> **EXERCISE TASK 1**
In the entries, rename "thin tree trunk" to "slender tree trunk" in everything from the first line down to the line containing "Trace the outline", and return those lines with nothing else changed.

> **QUOTED TEXT**

+ + + + +

Thursday, September 09, 2010

My Luxor

First published on Tour Egypt http://www.touregypt.net/featurestories/myluxor.htm here are my feelings about my Luxor

To get to my Luxor you have to go through the other Luxor. Some people love the East bank but I find it artificial with loads of hassle. My Luxor is the West Bank. The character of the two places is totally different; it is not a case of the river separating two districts. The East Bank is much more developed and along the Nile there are many five star hotels cheek by jowl. Most of the tourist shopping is on the East, but few of the sites. The West Bank is more rural; hotels are small, family run businesses in the middle of the village. Although there are many alabaster factories and a couple of papyrus institutes, the attraction for the tourist is the masses and masses of sights.

+ + + + +

> **EXERCISE TASK 2**
In the piece about Luxor, which bank of the Nile does the writer call "my Luxor"?

+ + + + +

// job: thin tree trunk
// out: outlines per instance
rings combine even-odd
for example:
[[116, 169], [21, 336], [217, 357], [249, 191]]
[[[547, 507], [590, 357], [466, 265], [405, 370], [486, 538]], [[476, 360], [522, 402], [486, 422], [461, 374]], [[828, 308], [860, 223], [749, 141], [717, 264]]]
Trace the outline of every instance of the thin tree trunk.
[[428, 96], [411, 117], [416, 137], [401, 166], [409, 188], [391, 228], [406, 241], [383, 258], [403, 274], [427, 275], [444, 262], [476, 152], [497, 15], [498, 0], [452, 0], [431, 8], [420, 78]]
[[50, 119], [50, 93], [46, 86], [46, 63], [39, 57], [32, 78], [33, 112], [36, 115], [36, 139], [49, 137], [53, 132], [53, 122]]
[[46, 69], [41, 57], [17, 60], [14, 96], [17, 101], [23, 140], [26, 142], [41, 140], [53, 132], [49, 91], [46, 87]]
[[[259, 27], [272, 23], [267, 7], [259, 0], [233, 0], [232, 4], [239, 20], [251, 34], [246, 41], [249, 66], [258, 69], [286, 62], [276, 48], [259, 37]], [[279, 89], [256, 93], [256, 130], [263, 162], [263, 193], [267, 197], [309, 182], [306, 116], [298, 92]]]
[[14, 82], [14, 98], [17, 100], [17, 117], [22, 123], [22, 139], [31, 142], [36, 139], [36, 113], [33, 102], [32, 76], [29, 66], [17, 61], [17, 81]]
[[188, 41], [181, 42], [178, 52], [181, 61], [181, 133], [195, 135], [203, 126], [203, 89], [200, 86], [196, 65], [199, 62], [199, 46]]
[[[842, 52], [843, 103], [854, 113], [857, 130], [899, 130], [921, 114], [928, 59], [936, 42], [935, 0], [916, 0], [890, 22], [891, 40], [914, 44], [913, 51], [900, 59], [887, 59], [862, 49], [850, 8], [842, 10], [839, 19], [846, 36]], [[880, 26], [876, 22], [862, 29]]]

+ + + + +

> **EXERCISE RESULT 1**
// job: slender tree trunk
// out: outlines per instance
rings combine even-odd
for example:
[[116, 169], [21, 336], [217, 357], [249, 191]]
[[[547, 507], [590, 357], [466, 265], [405, 370], [486, 538]], [[476, 360], [522, 402], [486, 422], [461, 374]], [[828, 308], [860, 223], [749, 141], [717, 264]]]
Trace the outline of every instance of the slender tree trunk.

> **EXERCISE RESULT 2**
The West Bank.